[Cuplikan dataset penunjukan]
»»
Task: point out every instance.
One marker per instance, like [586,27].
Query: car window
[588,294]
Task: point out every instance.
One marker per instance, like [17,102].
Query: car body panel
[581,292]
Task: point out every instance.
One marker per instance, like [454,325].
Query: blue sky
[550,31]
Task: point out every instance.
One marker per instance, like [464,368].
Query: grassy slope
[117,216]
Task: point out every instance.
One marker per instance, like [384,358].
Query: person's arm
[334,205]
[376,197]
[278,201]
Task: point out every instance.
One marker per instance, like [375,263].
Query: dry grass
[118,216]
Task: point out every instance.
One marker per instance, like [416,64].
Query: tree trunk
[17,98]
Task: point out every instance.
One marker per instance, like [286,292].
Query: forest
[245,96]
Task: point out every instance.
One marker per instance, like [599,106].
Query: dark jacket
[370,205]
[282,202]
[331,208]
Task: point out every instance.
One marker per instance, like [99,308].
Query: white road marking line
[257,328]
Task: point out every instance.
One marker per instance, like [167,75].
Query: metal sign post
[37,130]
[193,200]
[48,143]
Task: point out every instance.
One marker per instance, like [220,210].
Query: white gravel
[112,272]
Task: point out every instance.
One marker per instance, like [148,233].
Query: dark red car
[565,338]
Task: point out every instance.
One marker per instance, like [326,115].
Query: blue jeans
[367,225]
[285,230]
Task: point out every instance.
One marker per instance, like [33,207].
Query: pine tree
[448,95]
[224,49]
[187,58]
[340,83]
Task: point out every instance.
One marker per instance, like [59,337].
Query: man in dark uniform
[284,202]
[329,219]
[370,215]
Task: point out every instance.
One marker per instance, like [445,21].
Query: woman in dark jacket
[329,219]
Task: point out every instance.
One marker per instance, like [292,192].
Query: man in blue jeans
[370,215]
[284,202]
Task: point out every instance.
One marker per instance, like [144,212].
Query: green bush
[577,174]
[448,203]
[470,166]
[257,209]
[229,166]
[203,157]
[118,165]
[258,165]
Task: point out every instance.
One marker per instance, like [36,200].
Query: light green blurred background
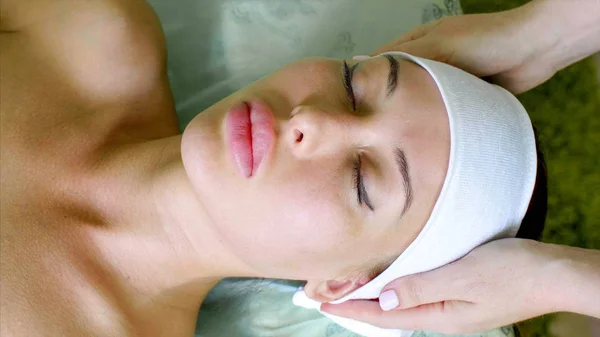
[566,111]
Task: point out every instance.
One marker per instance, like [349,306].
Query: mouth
[249,135]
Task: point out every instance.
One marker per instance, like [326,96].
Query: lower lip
[249,135]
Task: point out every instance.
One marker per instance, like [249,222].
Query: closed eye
[348,73]
[359,185]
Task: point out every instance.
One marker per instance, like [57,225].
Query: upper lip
[251,134]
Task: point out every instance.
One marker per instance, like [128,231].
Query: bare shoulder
[65,61]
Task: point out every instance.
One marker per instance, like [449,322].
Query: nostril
[299,136]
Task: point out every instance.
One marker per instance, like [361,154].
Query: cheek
[293,228]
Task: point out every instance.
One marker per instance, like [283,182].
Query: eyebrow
[404,171]
[393,74]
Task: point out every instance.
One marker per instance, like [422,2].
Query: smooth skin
[510,280]
[115,224]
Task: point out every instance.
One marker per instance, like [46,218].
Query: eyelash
[359,186]
[357,178]
[348,85]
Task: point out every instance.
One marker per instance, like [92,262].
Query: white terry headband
[486,193]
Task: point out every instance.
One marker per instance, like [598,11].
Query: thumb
[423,317]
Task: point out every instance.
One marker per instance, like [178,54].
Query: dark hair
[534,221]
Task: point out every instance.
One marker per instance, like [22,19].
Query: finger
[411,291]
[420,48]
[521,79]
[415,34]
[420,318]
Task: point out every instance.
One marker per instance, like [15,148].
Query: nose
[313,131]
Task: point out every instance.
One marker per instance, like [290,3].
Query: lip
[249,135]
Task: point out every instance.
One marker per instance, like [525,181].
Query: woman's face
[357,159]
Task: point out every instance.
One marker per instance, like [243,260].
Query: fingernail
[361,57]
[388,300]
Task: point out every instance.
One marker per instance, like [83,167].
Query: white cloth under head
[486,193]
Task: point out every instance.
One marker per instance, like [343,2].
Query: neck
[156,234]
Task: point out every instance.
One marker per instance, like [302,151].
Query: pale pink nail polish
[388,300]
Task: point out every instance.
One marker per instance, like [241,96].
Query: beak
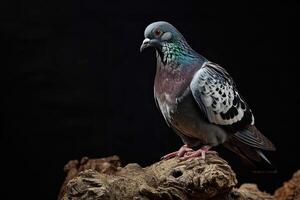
[146,43]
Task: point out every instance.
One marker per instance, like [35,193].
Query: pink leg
[200,152]
[181,152]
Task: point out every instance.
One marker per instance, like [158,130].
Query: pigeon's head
[158,33]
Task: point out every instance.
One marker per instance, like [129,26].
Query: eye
[157,32]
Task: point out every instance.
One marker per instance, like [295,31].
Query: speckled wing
[216,94]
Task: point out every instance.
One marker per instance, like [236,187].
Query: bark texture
[193,179]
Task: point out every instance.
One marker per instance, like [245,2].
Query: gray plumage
[198,98]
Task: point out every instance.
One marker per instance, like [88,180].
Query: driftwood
[193,179]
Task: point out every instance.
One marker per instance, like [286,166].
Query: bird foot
[200,152]
[181,152]
[186,153]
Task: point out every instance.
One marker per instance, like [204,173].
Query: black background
[74,83]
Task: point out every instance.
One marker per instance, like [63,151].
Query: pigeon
[199,100]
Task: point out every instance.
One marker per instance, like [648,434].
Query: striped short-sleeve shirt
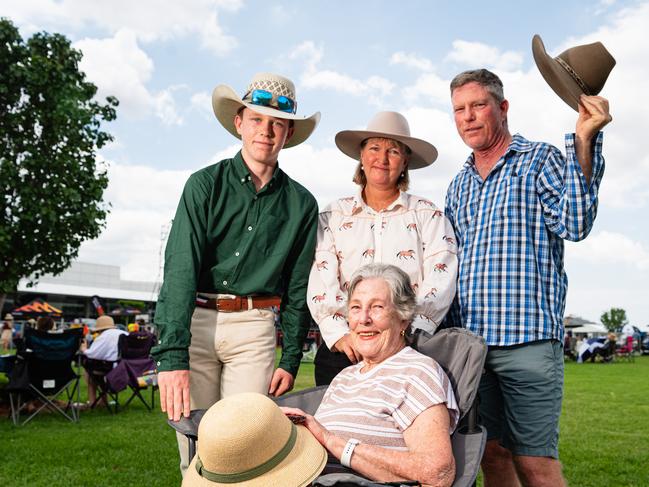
[377,406]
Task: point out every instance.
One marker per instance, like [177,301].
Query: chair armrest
[188,426]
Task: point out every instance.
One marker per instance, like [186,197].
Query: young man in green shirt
[242,241]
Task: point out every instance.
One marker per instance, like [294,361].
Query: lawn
[604,437]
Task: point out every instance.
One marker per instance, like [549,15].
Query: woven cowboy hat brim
[226,104]
[555,75]
[299,468]
[423,153]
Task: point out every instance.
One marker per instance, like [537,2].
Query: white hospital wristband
[348,451]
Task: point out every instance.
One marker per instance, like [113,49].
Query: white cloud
[149,20]
[428,89]
[411,60]
[202,102]
[611,249]
[375,88]
[120,68]
[474,54]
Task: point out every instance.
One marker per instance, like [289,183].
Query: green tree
[51,185]
[614,319]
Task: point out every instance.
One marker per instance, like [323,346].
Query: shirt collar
[242,173]
[360,205]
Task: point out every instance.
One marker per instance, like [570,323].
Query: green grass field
[604,437]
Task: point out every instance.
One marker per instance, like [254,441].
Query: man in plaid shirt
[512,205]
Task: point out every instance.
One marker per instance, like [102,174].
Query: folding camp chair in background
[135,368]
[461,354]
[625,351]
[97,371]
[43,372]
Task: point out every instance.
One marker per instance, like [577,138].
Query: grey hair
[485,78]
[401,292]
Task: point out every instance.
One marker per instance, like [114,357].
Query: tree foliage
[51,185]
[614,318]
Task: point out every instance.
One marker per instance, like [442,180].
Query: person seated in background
[45,323]
[7,332]
[390,416]
[104,347]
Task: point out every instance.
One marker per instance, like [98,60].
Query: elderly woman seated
[390,416]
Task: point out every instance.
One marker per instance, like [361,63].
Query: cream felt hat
[389,125]
[226,105]
[578,70]
[245,440]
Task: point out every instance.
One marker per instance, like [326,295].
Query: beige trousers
[229,353]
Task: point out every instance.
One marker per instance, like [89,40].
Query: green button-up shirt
[228,238]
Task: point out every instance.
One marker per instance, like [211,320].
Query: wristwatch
[348,451]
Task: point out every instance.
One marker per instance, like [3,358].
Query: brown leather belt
[237,303]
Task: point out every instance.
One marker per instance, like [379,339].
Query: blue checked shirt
[510,230]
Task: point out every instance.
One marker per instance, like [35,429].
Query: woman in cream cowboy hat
[380,223]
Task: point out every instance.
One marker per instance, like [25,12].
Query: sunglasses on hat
[265,98]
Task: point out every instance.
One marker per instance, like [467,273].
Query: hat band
[573,74]
[265,98]
[268,465]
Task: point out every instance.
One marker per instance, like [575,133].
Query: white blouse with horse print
[412,233]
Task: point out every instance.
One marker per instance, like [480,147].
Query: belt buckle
[229,308]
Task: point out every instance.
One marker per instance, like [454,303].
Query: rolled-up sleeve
[327,301]
[569,201]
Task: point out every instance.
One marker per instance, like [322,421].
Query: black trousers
[328,364]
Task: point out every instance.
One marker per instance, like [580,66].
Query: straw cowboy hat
[390,125]
[246,440]
[580,69]
[226,105]
[104,322]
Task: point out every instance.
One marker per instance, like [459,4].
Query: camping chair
[97,371]
[135,368]
[460,353]
[626,351]
[43,372]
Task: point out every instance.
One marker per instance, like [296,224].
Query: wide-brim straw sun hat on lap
[388,125]
[245,440]
[268,94]
[576,71]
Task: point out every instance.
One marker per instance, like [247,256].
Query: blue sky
[350,59]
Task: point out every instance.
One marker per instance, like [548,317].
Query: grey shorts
[520,397]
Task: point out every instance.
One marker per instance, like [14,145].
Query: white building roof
[86,279]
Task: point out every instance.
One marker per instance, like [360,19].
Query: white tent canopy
[594,328]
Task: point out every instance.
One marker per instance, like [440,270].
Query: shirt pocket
[272,236]
[514,198]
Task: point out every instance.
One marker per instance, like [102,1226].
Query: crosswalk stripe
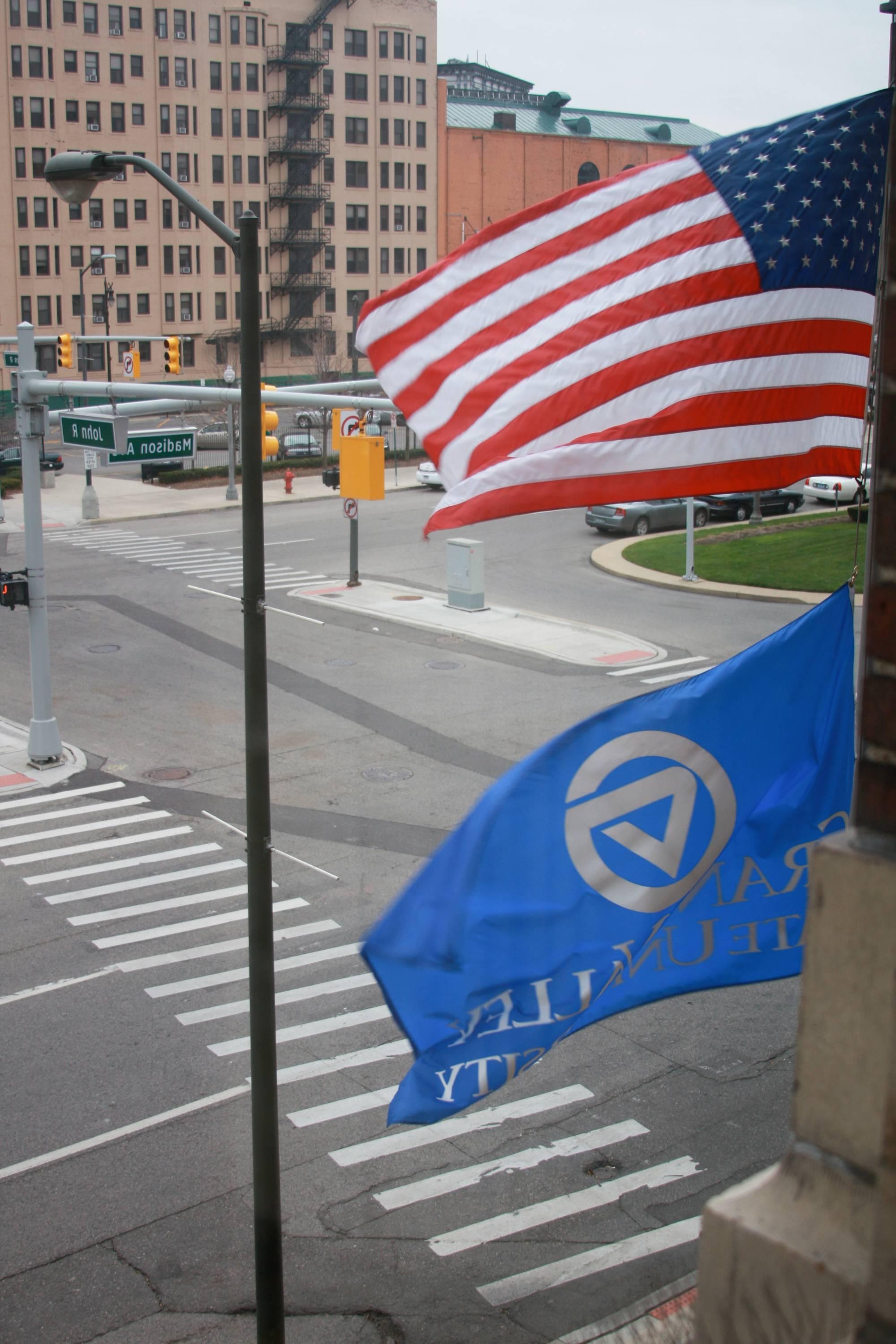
««
- PETUNJUK TUGAS
Temukan semua baris pada data di atas yang mengandung kata "background", lalu salin baris-baris itu.

- JAWABAN AKHIR
Query: light green blurred background
Query: black background
Query: folding camp chair in background
Query: person seated in background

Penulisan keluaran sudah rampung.